WORK TO COMPLETE: Rewrite the data below, replacing "distant hill" with "faraway hill" everywhere it appears and leaving everything else unchanged.

(Dataset rows showing where objects appear)
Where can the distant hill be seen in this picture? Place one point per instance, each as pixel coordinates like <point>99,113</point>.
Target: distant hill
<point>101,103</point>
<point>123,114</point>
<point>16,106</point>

FINAL RESULT:
Where can the faraway hill be seen in this picture? Place one point per instance, each as pixel coordinates like <point>99,113</point>.
Target: faraway hill
<point>101,103</point>
<point>123,114</point>
<point>16,106</point>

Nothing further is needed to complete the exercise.